Task item:
Retype the data exactly. Spelling and punctuation stay as they are.

╭─ Listed entries

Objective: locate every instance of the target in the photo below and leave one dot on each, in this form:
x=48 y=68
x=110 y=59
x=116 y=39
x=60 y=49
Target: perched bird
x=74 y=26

╰─

Exercise output:
Objective: locate every instance of the target in the photo below and leave one dot on each, in this form:
x=48 y=68
x=110 y=59
x=116 y=39
x=60 y=49
Target: perched bird
x=74 y=26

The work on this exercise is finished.